Reproduce the following entries verbatim, each one complete.
══ SUPPLIED RECORDS
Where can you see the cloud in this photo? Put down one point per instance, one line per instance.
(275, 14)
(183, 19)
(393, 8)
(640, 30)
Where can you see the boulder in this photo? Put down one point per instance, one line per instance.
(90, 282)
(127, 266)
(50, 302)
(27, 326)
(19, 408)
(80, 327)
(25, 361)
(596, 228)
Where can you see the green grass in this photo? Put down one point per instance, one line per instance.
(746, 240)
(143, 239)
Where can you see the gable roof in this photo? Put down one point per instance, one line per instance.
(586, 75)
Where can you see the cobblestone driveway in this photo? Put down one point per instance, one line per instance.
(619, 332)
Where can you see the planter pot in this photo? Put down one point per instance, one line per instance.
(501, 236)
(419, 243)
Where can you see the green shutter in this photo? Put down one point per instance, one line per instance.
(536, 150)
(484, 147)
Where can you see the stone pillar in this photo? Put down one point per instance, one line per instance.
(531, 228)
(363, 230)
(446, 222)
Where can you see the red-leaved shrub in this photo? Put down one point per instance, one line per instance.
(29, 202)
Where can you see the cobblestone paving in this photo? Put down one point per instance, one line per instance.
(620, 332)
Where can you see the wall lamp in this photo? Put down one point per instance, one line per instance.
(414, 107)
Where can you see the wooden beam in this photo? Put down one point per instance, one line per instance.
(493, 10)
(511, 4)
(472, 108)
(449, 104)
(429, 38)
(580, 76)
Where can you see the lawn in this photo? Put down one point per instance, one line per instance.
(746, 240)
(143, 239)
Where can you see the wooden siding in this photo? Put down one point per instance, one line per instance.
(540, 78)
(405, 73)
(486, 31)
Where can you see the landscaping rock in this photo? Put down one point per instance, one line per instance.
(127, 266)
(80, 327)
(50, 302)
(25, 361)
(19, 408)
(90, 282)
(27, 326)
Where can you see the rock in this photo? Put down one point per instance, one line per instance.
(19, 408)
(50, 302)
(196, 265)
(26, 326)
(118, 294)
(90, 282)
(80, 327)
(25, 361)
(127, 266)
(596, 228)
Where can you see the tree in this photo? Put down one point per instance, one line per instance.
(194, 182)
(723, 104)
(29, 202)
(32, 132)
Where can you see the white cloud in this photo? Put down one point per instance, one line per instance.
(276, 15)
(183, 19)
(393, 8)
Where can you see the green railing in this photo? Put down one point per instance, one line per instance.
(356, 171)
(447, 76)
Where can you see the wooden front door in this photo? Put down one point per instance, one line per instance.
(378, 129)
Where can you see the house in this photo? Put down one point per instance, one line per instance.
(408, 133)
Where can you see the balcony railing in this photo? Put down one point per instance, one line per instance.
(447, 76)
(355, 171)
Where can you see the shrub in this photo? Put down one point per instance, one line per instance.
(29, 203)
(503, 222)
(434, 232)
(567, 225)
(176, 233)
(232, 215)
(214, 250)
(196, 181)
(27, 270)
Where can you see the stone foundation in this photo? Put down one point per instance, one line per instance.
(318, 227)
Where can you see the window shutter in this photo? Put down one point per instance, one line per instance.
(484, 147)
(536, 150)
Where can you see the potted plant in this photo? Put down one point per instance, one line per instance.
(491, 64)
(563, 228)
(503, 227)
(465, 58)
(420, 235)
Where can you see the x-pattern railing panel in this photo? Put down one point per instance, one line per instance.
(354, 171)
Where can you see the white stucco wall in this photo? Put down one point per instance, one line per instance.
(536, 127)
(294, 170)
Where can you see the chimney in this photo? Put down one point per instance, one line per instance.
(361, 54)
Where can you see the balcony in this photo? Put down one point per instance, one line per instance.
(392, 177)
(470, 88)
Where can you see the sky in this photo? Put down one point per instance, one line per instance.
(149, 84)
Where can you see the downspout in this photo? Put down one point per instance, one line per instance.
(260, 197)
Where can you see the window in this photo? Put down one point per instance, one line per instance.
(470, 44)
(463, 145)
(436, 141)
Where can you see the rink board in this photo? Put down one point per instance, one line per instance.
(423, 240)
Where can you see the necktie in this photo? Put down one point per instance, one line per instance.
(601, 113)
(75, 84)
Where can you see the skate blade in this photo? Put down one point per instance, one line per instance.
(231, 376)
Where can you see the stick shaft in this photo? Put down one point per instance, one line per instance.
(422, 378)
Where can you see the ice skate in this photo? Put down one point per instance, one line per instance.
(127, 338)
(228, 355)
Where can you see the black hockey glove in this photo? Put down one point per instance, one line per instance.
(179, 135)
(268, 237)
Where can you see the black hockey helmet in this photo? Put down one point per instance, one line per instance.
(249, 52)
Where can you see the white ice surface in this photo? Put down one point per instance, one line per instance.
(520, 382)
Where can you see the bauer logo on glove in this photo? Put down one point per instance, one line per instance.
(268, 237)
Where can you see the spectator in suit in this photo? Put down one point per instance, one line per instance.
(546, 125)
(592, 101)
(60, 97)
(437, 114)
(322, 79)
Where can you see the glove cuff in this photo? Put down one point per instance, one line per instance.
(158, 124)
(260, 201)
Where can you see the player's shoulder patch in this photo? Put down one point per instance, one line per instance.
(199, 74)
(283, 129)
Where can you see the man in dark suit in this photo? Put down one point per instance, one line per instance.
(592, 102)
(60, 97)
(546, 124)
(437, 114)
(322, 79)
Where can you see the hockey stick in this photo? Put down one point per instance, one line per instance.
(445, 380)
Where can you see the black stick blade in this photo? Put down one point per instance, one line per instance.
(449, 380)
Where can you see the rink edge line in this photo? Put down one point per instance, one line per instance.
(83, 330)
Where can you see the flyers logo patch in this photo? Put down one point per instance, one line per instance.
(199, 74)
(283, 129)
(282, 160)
════
• **TASK RESPONSE**:
Where can you see the cloud in this photo? Put down one point per instance, one line per instance.
(275, 14)
(183, 19)
(393, 8)
(640, 30)
Where can you see the boulder in this photo? Put down one point per instance, one line per instance.
(90, 282)
(127, 266)
(50, 302)
(27, 326)
(19, 408)
(80, 327)
(25, 361)
(596, 228)
Where can you see the green grass in this photo? Put down one point per instance, one line per instance.
(746, 240)
(143, 239)
Where can you see the gable roof in this photo? Put down one point per instance, one line per instance.
(586, 75)
Where can you see the cobblestone driveway in this photo? Put down one point per instance, one line per instance.
(619, 332)
Where can you see the planter pot in this photo? Put down one point per instance, one line per instance.
(501, 236)
(419, 243)
Where can you see the green shutter in this photo? Put down one point per instance, one line per instance.
(536, 150)
(484, 147)
Where can you see the stone pillar in this photo? Put down one point per instance, one line per instance.
(531, 228)
(363, 230)
(446, 222)
Where can you see the red-leaved shrub in this photo? Put down one point per instance, one line per instance.
(29, 202)
Where can you see the cobblestone paving in this photo? Put down one point per instance, one line per instance.
(620, 332)
Where can you see the wall lamp in this photo? Put down one point per instance, one line per instance.
(414, 107)
Where can you see the wooden beam in this photo? Put down one point per instance, one line per instance.
(493, 10)
(511, 4)
(472, 108)
(449, 104)
(429, 38)
(580, 76)
Where can you see the lawn in this photo? Put down one point per instance, one line per instance.
(746, 240)
(143, 239)
Where can you see the wooden siding in this photo? Put down one point per instance, one line per instance.
(540, 78)
(405, 73)
(486, 31)
Where can you see the landscaping rock in this photo? Put down one point per instance, one line per instance.
(127, 266)
(80, 327)
(50, 302)
(25, 361)
(19, 408)
(90, 282)
(27, 326)
Where can you see the rock in this photo? Put down one point per instance, one line per instance.
(19, 408)
(50, 302)
(196, 265)
(26, 326)
(118, 294)
(90, 282)
(80, 327)
(25, 361)
(127, 266)
(596, 228)
Where can you see the tree in this photo? Put down one point per instance, one line per instance.
(194, 182)
(723, 104)
(29, 202)
(32, 132)
Where can you see the white cloud in this photo? Put down one point per instance, one line per instance.
(276, 15)
(183, 19)
(393, 8)
Where can you see the green railing in this photo? Put down one point per instance, one line per instance.
(356, 171)
(447, 76)
Where can you see the wooden front door in this photo? Put down one point per instance, one line per instance.
(378, 129)
Where can you see the house in this photo? Put down one point per instance, one line per instance.
(408, 133)
Where can you see the balcony railing in this photo? Put down one point per instance, one line per instance.
(447, 76)
(355, 171)
Where can you see the shrub in this photo? Put down one point per instance, one line per instance.
(29, 203)
(503, 222)
(434, 232)
(567, 225)
(176, 233)
(232, 215)
(214, 250)
(196, 181)
(27, 270)
Where can you see the stone foundation in this photo? Put down one point per instance, one line per instance.
(318, 227)
Where can you see the window shutter in this photo? Put down one point per instance, one line per instance.
(484, 147)
(536, 150)
Where can you see the potted plant in this photo? Put down one point per instance, one line per instance.
(491, 64)
(563, 228)
(503, 227)
(465, 58)
(420, 235)
Where can you see the x-pattern railing panel in this photo? Put down one point per instance, one line per instance.
(354, 171)
Where can you see the white stucco wall in this photo? Put down one point per instance, one line per instance.
(536, 127)
(294, 170)
Where can you see the chimney in this photo? Put down one point per instance, one line per instance.
(361, 54)
Where can you see the balcony in this photo? Put down one point per instance, one line per instance.
(392, 177)
(470, 88)
Where can you see the sky in this photo? Put down one point per instance, one line per instance.
(149, 84)
Where can you see the downspout in this photo? Put down one point per instance, one line per instance.
(260, 197)
Where can you see the window in this photo? Put down one point per instance, one line per instance.
(470, 44)
(463, 145)
(436, 141)
Where can you see the rink board in this photo? Put down one point per instance, one line per instance.
(423, 240)
Where can you see the necktie in this photo? Put down one point per instance, one line per instance.
(601, 113)
(75, 84)
Where can you see the skate blade in this photo? Put down one point per instance, one line per instance.
(231, 376)
Where can you see the stick shaft in this photo? Put down one point per instance, one line per instance.
(422, 378)
Where can you see the ice skate in this photo? Put down one point per instance, one line per instance.
(127, 338)
(228, 355)
Where can you see the black hockey glove in this photo? Put down one point per instance, one line per instance.
(179, 135)
(268, 237)
Where can you see the black hockey helmet in this photo? Put down one point per instance, one line per instance.
(249, 52)
Where can you see the white ice surface in this photo? Put down one point per instance, one line per instance.
(520, 382)
Where can you see the bauer logo on glove in this photo? Put down one point per instance, one line per instance.
(268, 237)
Where can you see the spectator in suit in this photo? Put down one point per instance, one line per instance.
(546, 125)
(592, 101)
(60, 97)
(437, 114)
(322, 79)
Where can you see the glove cuff in this photo? Put down one point per instance, one line per instance.
(158, 124)
(260, 201)
Where can you see the player's shoulder patch in this photo? Put down one point per instance, one line per instance.
(199, 74)
(283, 129)
Where can you see the man in dark suit in this photo? Put down one point per instance, one line per instance.
(592, 102)
(60, 97)
(546, 124)
(437, 114)
(322, 79)
Where can you see the hockey stick in this photo? Put down one point per instance, one line per instance.
(445, 380)
Where can you see the black stick blade in this photo? Put down one point per instance, one line per instance.
(449, 380)
Where can you see the rink edge line in this photo? Put down one point per instance, one line per instance.
(83, 330)
Where can you see the flyers logo patch in this photo? Put down one point per instance, one line per instance.
(199, 74)
(283, 129)
(282, 160)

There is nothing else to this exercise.